Data to examine:
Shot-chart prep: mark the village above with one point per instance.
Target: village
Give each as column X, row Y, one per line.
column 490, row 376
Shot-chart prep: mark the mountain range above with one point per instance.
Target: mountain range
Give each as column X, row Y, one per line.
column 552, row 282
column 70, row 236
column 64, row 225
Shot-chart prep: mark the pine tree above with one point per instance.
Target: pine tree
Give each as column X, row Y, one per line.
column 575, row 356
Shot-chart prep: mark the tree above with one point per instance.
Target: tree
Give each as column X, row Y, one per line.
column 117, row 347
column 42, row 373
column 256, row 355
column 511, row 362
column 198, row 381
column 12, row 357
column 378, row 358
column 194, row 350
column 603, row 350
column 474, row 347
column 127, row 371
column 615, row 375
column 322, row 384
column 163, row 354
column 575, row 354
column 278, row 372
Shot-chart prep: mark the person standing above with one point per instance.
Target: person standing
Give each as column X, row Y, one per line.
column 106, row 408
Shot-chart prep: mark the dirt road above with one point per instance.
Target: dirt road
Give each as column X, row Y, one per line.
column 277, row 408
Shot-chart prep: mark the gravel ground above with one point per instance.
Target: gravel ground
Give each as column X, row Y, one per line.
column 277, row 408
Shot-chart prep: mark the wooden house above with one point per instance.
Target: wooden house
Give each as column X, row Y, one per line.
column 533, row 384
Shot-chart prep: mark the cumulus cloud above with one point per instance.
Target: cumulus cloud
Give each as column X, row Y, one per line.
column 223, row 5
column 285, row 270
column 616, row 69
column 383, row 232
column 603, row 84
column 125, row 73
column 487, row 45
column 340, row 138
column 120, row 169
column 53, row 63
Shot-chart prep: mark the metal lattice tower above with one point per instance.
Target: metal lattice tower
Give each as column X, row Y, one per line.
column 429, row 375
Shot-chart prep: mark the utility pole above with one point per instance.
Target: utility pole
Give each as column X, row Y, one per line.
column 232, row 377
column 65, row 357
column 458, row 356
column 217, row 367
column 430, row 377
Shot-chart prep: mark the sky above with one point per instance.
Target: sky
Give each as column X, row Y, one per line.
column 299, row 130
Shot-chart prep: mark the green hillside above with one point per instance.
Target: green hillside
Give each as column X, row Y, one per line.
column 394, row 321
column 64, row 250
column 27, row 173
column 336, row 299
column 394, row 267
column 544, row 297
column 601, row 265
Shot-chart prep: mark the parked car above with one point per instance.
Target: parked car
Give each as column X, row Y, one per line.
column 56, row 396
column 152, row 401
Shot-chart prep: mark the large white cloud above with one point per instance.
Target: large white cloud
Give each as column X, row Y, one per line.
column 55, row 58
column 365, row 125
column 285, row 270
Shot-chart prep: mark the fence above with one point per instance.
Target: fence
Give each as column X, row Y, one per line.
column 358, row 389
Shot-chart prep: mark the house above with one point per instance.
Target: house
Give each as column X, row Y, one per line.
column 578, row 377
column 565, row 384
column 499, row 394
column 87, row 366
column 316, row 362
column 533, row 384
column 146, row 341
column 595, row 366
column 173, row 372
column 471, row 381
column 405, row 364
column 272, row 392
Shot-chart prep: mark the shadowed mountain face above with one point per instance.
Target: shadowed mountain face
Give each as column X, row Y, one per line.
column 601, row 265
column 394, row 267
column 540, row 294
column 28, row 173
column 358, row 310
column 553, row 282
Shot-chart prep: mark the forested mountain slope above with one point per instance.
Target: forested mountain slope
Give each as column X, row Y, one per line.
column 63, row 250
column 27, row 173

Assigned task: Print, from the entries above, the line with "Shot-chart prep: mark the parked", the line with "Shot-chart prep: mark the fence" and all lines between them, exactly and with nothing else.

Exercise output:
Shot-chart prep: mark the parked car above with one point per instance.
Target: parked car
Give each as column X, row Y, one per line.
column 56, row 396
column 152, row 401
Shot-chart prep: mark the large white cloud above with one point per instance.
Target: large white cloud
Give each as column X, row Y, one per line.
column 55, row 58
column 365, row 125
column 285, row 270
Shot-chart prep: mark the fence above with one point per instance.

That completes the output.